> [Extracted material]
START
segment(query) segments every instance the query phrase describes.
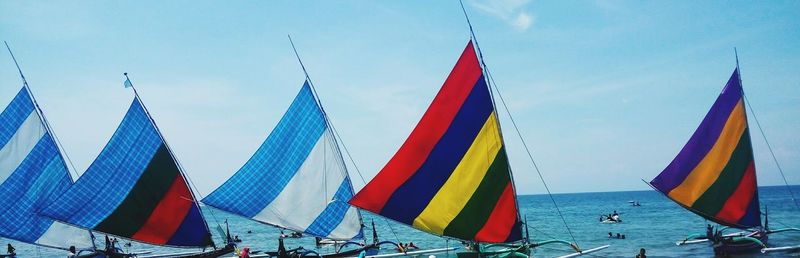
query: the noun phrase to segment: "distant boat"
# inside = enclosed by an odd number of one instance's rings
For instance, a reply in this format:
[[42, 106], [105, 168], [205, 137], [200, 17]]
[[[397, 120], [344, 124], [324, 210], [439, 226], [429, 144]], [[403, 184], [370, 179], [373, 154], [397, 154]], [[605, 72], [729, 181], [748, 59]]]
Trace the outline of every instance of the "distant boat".
[[470, 40], [417, 126], [350, 204], [470, 243], [459, 257], [529, 256], [551, 243], [596, 251], [562, 240], [529, 242], [517, 203], [496, 108]]
[[[130, 80], [126, 87], [132, 87]], [[134, 93], [105, 148], [75, 184], [51, 198], [40, 214], [152, 245], [216, 249], [183, 169], [135, 88]], [[217, 257], [232, 251], [232, 245], [225, 245], [181, 255]]]
[[[708, 225], [705, 234], [679, 242], [712, 243], [714, 253], [729, 255], [767, 249], [770, 230], [761, 220], [756, 169], [738, 65], [700, 126], [674, 160], [650, 185], [704, 219], [742, 234], [724, 234]], [[769, 250], [769, 249], [767, 249]]]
END
> [Exercise details] Copy the listing above line for line, changing nothing, but omit the picture.

> [Full solution]
segment(query) segments every instance the query phrase describes.
query: the noun phrase to segment: "distant boat"
# inside = enclosed by an odd number of one instance's rings
For instance, a reply in this format:
[[42, 106], [105, 168], [205, 137], [200, 17]]
[[[397, 120], [344, 124], [324, 210], [439, 226], [429, 144]], [[403, 184], [370, 179], [373, 154], [397, 154]], [[605, 72], [729, 181], [748, 59]]]
Trace the outline of every instance of the "distant boat".
[[470, 40], [417, 126], [350, 204], [470, 243], [459, 257], [529, 256], [551, 243], [596, 251], [562, 240], [529, 242], [517, 203], [496, 108]]
[[[130, 80], [126, 87], [132, 87]], [[134, 93], [105, 148], [75, 184], [51, 198], [40, 214], [152, 245], [216, 249], [183, 169], [135, 88]], [[217, 257], [232, 251], [232, 245], [225, 245], [181, 255]]]
[[[708, 225], [705, 234], [679, 242], [712, 243], [714, 253], [729, 255], [767, 249], [770, 230], [761, 220], [756, 169], [738, 65], [700, 126], [674, 160], [650, 185], [704, 219], [742, 234], [724, 234]], [[769, 250], [769, 249], [767, 249]]]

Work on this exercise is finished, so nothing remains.